> [Written problem] In the WhatsApp chat analysis, copy out the part that opens with the words containing "df_month.head()" and closes with "ax = plt.subplots()", swapping "darkgrid" for "whitegrid".

> [Reading text]
%%

We are able to see the month and the generated messages. We can see the most messages are in the month of “February”.
whatsapp_df4 = whatsapp_df.copy()
whatsapp_df4['Number_of_messages'] = [1] * whatsapp_df4.shape[0]
whatsapp_df4['month'] = whatsapp_df4['datetime'].apply(lambda x: x.month)
df_month = whatsapp_df4.groupby('month')['Number_of_messages'].count().sort_values(ascending = False).reset_index()
df_month.head()
Data Visualization:
In this analysis, we have found out that the busiest month was “February”, the total number of messages had reached around 32.
#Formating
sns.set_style("darkgrid")
#The background of the chart
matplotlib.rcParams['font.size'] = 12
matplotlib.rcParams['figure.figsize'] = (12, 9)
matplotlib.rcParams['figure.facecolor'] = '#00000000'
fig, ax = plt.subplots()
#Creating a bar chart
sns.barplot(x=df_month.month,y=df_month.Number_of_messages ,hue='month',data=df_month,dodge=False,palette="pastel")
plt.title("Month that have the highest messages and the busiest month?")
4. Determine which text or word did the user use the most?
In here, we are going to use a word cloud for the visual representation of words in the chat and determine which word is widely used by the user.

%%

Data items
%%

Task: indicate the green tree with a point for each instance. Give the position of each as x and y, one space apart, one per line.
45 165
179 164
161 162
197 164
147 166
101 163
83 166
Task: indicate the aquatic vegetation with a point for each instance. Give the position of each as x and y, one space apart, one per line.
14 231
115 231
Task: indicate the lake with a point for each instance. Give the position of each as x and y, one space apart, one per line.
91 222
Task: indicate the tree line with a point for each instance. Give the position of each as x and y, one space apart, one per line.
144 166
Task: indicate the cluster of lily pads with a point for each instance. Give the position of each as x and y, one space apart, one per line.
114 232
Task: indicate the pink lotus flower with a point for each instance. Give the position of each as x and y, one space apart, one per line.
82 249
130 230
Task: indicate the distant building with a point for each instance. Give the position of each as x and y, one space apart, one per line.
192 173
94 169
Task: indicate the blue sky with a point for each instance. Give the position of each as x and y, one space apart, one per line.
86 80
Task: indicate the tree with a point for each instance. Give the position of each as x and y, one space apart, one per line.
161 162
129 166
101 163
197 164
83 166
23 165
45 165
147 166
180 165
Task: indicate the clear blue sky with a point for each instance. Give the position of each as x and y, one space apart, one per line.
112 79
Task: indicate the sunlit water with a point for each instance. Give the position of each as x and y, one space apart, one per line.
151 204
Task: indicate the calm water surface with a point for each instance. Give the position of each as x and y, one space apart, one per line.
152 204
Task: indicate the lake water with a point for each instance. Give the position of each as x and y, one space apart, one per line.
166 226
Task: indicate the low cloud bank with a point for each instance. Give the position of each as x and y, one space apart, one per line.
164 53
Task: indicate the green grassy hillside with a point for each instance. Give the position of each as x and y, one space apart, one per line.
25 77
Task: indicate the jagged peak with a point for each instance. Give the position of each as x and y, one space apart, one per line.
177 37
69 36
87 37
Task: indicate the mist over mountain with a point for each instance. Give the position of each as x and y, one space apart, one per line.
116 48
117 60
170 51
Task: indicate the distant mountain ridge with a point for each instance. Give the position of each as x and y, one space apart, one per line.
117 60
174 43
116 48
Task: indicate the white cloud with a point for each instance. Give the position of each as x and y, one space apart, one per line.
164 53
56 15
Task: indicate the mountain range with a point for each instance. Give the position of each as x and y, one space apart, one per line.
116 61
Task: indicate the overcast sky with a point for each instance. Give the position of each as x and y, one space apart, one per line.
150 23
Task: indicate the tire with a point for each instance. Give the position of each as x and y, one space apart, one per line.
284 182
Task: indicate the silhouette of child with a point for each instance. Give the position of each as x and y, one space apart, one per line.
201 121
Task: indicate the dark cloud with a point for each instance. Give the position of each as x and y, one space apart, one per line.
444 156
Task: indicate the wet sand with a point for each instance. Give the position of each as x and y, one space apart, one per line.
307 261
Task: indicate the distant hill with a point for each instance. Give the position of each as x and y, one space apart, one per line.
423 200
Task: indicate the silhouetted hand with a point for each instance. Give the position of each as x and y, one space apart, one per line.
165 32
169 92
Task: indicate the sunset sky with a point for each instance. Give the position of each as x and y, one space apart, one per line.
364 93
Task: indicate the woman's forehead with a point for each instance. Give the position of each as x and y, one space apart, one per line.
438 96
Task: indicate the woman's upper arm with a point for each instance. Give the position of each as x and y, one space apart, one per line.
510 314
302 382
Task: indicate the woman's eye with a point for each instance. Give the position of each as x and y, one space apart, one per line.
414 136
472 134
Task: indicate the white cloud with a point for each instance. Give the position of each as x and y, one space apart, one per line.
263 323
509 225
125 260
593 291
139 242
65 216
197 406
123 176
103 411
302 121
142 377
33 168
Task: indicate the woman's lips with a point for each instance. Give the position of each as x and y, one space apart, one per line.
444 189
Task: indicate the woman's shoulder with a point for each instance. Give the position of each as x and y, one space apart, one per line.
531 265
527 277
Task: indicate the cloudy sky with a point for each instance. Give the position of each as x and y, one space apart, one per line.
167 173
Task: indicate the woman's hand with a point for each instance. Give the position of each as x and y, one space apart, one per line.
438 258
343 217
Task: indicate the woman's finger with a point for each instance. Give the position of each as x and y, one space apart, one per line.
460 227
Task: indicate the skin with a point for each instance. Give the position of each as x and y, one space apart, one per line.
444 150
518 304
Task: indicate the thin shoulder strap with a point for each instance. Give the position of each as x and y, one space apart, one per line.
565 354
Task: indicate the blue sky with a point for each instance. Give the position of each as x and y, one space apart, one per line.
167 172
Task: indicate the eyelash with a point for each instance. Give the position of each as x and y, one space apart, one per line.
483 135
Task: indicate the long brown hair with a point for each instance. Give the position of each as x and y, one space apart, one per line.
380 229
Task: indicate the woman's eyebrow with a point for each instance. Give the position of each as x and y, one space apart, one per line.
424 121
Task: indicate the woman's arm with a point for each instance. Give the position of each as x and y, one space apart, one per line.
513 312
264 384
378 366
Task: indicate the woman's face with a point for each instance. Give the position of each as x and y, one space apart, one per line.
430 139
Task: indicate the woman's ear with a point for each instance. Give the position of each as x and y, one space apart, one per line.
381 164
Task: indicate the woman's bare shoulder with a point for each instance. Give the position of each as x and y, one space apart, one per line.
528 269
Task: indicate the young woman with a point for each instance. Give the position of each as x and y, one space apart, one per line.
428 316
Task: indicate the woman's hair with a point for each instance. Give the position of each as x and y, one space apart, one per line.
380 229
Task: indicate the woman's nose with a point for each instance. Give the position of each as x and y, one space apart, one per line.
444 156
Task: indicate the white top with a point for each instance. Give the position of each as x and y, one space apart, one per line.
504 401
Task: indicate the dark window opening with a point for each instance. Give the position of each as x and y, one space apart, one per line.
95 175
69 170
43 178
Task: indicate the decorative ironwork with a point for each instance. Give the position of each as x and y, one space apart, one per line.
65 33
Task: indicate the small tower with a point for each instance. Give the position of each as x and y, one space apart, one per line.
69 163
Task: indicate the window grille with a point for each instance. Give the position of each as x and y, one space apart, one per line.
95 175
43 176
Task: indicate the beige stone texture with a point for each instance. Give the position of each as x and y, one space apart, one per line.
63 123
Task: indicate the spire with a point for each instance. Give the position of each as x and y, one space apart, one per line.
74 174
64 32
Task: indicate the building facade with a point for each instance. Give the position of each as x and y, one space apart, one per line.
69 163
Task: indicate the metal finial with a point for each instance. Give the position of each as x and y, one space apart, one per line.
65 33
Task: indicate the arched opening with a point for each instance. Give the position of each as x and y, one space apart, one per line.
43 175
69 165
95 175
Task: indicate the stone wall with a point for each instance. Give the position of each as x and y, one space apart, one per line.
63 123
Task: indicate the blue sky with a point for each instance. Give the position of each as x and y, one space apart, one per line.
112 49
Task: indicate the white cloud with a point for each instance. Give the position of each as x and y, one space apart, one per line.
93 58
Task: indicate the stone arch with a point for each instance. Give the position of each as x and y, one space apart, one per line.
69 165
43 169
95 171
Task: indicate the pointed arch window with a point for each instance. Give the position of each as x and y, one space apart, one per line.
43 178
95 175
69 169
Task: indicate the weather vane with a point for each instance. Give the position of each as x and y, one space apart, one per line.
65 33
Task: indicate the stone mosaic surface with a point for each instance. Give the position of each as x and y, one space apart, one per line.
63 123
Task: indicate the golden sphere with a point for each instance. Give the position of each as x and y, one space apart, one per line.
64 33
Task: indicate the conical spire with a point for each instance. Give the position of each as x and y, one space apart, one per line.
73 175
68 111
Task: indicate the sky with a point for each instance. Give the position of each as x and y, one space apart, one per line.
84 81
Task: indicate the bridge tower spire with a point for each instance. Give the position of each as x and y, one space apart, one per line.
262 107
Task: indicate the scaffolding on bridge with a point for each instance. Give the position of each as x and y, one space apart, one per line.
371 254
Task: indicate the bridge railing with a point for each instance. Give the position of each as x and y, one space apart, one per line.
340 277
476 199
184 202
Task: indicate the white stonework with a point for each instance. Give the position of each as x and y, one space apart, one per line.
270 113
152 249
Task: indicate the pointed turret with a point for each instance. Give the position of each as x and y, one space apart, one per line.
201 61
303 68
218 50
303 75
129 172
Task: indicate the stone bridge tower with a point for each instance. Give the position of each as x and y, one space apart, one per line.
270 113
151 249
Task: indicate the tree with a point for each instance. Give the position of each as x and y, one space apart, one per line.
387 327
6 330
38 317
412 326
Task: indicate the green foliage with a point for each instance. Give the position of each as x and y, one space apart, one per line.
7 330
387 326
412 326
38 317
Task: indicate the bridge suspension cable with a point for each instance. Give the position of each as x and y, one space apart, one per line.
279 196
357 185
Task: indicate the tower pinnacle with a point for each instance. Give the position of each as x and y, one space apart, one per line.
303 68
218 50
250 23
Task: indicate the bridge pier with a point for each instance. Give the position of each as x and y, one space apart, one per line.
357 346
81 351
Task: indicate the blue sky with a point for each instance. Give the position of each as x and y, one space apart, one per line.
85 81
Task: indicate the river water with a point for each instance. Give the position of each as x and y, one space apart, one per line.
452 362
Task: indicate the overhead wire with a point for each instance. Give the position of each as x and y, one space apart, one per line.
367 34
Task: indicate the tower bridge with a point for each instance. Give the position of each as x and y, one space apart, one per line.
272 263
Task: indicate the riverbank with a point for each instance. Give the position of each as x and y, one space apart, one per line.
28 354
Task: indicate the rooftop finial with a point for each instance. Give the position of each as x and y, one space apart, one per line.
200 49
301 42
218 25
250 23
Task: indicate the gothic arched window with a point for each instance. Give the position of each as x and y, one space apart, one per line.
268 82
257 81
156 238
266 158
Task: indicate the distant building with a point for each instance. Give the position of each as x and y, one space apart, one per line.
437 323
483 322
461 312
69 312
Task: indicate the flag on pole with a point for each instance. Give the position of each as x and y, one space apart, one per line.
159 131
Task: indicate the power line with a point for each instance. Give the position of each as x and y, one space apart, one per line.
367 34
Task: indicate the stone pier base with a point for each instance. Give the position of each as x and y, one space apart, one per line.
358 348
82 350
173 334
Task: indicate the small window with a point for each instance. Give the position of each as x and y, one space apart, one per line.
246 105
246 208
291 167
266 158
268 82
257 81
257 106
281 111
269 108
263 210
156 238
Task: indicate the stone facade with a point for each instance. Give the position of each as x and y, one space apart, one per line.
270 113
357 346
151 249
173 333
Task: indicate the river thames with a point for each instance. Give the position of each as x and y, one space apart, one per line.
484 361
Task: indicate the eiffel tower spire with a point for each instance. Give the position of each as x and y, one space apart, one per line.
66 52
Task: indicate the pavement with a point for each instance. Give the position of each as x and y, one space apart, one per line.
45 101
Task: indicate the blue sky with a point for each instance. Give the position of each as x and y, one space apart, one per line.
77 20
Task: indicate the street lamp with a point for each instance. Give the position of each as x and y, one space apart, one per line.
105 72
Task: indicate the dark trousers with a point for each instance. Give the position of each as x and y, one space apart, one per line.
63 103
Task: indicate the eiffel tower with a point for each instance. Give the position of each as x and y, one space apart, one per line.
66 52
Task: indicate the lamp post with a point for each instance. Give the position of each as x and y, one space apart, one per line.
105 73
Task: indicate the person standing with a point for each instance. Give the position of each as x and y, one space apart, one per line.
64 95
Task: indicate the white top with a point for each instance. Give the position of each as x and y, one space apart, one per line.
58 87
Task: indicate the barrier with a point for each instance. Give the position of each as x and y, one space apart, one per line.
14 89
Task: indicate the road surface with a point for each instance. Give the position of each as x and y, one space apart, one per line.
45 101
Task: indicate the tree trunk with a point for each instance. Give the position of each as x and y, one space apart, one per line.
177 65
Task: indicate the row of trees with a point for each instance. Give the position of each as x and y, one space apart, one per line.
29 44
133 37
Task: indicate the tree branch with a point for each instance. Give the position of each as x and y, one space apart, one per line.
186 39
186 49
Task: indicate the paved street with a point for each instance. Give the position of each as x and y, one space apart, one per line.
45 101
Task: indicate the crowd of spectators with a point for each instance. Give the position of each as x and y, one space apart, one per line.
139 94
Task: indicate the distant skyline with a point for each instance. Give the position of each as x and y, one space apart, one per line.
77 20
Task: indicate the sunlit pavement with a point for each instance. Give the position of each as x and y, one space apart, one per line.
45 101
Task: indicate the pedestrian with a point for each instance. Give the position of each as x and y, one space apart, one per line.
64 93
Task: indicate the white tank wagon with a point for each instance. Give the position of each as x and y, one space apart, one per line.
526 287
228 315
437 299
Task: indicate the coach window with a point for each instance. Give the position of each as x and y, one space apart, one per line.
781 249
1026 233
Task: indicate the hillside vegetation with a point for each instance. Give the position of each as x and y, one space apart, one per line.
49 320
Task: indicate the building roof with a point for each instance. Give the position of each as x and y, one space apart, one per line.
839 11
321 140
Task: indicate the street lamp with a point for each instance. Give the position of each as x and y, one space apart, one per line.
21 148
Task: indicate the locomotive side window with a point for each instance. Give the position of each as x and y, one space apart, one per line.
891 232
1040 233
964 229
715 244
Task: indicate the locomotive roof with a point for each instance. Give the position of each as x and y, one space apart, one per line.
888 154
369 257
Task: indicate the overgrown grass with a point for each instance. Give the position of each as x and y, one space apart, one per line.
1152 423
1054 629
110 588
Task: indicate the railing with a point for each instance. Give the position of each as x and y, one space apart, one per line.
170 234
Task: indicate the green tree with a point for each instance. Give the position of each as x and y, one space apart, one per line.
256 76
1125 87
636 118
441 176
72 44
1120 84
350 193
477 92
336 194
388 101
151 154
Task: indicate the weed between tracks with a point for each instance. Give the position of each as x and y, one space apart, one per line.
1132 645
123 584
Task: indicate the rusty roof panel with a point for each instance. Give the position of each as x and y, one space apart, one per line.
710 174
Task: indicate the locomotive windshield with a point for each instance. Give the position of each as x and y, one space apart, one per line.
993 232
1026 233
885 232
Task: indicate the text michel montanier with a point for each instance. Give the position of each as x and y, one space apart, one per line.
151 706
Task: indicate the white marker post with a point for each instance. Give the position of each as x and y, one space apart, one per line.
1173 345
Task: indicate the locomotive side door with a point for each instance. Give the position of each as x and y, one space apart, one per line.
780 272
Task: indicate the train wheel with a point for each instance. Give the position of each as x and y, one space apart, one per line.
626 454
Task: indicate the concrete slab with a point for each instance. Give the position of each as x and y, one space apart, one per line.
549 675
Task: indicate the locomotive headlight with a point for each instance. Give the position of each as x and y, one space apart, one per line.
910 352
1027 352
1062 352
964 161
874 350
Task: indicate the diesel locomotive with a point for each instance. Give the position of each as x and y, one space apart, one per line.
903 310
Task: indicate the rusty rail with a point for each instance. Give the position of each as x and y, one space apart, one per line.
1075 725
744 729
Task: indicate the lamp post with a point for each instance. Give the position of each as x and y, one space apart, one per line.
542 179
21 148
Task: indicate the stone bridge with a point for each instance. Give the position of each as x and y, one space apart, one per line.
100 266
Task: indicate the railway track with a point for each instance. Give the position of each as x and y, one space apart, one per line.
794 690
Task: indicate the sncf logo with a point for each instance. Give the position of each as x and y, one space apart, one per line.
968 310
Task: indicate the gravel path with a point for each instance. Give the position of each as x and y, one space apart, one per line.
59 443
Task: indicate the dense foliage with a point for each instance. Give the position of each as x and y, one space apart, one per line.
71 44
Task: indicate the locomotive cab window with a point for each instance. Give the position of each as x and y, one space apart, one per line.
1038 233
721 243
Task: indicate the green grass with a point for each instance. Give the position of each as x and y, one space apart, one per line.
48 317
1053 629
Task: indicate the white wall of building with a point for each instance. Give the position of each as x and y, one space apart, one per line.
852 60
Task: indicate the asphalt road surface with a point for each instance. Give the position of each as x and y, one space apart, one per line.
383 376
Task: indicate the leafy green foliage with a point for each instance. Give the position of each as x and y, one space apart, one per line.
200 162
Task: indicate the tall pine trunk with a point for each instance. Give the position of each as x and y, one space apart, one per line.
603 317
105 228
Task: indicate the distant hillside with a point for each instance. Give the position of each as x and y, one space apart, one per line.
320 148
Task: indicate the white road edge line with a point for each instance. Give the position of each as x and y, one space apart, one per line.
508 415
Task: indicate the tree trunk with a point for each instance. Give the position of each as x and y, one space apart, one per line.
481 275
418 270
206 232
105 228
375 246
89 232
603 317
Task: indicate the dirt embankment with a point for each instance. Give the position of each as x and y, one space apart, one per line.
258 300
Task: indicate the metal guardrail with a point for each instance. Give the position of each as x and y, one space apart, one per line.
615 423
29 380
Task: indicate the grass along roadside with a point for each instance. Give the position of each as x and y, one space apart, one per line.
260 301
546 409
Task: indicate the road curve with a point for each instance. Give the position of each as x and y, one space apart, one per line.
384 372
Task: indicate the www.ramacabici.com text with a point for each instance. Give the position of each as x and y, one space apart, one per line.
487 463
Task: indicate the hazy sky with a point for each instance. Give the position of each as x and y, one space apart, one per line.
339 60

%%

> [Task solution]
df_month.head()
Data Visualization:
In this analysis, we have found out that the busiest month was “February”, the total number of messages had reached around 32.
#Formating
sns.set_style("whitegrid")
#The background of the chart
matplotlib.rcParams['font.size'] = 12
matplotlib.rcParams['figure.figsize'] = (12, 9)
matplotlib.rcParams['figure.facecolor'] = '#00000000'
fig, ax = plt.subplots()